这里再详细说明一下ST-Attn是怎么计算的. 为了让生成的视频在时空维都具有连续性, 那么在计算注意力机制的时候就需要进行约束, 也就是, 在时间上, 要考虑连续若干帧的特征. 在这里, 作者考虑了初始帧 $v_1$ , 上一帧 $v_{i-1}$ 与这一帧 $v_i$ . 将初始帧和上一帧的特征进行concat, 作为 $K, V$ , 并将当前帧的特征作为 $Q$ , 进行注意力计算, 这样在时空上都进行了信息的融合, 如下所示;

在这里插入图片描述

在ST-Attn模块的forward中, $K, V$ 是这么计算的:

		# 表示上一帧的索引
		former_frame_index = torch.arange(video_length) - 1  # [-1, 0, 1, ..., n - 1] 
        former_frame_index[0] = 0  # [0, 0, 1, ...]

		key = rearrange(key, "(b f) d c -> b f d c", f=video_length)  # 维度从(8, 256*256, 320) 到 (1, 8, 256*256, 320)
		# 将第一帧(f维索引为0)和上一帧(f维索引为idx - 1) 在sequence length维 concat起来
        key = torch.cat([key[:, [0] * video_length], key[:, former_frame_index]], dim=2)
        key = rearrange(key, "b f d c -> (b f) d c")  # (8, 2*256*256, 320)
		
		# value 同理
        value = rearrange(value, "(b f) d c -> b f d c", f=video_length)
        value = torch.cat([value[:, [0] * video_length], value[:, former_frame_index]], dim=2)
        value = rearrange(value, "b f d c -> (b f) d c")  # (8, 2*256*256, 320)

| 所给记录 |
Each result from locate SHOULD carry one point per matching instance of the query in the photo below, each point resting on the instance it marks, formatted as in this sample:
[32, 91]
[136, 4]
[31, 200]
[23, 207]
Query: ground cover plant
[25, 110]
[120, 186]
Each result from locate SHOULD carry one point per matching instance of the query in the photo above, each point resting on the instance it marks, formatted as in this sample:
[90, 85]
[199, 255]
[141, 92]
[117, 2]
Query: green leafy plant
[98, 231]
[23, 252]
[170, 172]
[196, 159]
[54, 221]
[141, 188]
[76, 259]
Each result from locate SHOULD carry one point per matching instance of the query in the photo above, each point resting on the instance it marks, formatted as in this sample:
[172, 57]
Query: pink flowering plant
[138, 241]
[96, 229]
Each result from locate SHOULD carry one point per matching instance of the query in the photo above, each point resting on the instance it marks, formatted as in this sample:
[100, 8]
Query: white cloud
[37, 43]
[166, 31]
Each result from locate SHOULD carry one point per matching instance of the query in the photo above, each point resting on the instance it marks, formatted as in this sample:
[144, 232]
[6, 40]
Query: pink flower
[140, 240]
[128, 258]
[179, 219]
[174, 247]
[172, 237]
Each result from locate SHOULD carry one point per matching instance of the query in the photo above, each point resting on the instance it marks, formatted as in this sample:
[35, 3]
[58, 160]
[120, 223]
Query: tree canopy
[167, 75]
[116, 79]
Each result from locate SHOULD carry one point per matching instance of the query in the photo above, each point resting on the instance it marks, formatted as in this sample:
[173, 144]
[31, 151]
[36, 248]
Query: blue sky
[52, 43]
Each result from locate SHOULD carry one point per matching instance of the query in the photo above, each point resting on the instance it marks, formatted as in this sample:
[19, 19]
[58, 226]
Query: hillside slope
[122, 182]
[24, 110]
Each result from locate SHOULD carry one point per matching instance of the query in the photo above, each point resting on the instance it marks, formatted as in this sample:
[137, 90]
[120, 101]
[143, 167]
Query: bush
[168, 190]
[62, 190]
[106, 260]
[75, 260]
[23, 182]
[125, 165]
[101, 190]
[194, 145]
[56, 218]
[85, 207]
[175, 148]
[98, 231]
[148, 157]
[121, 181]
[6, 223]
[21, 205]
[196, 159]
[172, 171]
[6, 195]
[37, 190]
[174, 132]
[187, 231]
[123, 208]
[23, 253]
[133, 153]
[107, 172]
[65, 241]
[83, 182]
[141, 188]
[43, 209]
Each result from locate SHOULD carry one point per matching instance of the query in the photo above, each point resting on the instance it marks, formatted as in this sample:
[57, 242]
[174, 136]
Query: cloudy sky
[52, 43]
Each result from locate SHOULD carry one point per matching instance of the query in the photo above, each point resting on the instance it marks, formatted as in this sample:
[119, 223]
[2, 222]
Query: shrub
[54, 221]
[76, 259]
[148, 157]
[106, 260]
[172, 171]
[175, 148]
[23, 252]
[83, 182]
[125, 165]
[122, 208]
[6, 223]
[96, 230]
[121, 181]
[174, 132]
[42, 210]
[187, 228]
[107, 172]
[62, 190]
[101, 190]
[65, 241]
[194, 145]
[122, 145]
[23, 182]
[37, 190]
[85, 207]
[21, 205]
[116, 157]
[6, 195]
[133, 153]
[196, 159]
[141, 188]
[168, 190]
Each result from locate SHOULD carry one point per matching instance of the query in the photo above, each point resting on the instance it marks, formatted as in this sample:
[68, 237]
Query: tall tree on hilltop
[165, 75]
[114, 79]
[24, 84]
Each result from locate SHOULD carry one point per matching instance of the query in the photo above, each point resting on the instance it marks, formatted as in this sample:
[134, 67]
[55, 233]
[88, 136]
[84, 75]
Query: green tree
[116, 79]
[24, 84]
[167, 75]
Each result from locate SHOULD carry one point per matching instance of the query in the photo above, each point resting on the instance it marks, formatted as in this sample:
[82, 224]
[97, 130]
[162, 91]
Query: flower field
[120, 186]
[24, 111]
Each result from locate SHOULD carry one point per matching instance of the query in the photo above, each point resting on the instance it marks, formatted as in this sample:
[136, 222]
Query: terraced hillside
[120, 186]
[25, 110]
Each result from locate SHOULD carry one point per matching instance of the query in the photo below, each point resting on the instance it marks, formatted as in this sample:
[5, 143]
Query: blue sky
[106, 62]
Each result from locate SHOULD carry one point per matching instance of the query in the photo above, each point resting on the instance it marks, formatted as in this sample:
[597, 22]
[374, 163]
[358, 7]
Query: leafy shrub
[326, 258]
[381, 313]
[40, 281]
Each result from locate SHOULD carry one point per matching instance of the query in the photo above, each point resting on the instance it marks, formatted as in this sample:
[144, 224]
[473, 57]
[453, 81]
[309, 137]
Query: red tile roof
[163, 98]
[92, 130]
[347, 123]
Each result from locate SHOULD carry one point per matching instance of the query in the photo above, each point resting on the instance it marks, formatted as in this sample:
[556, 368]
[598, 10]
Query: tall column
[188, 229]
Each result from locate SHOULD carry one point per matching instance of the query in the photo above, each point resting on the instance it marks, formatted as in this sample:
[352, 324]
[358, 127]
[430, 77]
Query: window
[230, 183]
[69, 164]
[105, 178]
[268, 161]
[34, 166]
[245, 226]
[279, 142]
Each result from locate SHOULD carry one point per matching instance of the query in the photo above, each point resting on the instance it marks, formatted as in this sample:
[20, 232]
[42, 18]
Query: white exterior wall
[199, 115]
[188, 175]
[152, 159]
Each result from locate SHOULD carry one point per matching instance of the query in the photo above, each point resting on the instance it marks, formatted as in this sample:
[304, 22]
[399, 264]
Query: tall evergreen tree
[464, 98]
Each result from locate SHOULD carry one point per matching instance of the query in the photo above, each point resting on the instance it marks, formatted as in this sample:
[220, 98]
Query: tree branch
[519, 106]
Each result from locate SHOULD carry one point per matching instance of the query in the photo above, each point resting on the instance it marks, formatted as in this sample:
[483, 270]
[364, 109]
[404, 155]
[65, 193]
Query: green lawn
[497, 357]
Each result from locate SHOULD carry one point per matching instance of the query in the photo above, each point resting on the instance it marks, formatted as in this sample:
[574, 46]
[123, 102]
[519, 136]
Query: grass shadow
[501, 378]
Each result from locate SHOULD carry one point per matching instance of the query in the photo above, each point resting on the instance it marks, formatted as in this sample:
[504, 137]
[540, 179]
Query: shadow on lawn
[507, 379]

| 任务要求 |
将给定文段中介于“# 将第一帧(f维索引为0)和上一帧(f维索引为idx - 1)”与“value[:, former_frame_index]], dim=2)”之间的内容（含两端）一字不差地抄录下来。

| 练习结果 |
# 将第一帧(f维索引为0)和上一帧(f维索引为idx - 1) 在sequence length维 concat起来
        key = torch.cat([key[:, [0] * video_length], key[:, former_frame_index]], dim=2)
        key = rearrange(key, "b f d c -> (b f) d c")  # (8, 2*256*256, 320)
		
		# value 同理
        value = rearrange(value, "(b f) d c -> b f d c", f=video_length)
        value = torch.cat([value[:, [0] * video_length], value[:, former_frame_index]], dim=2)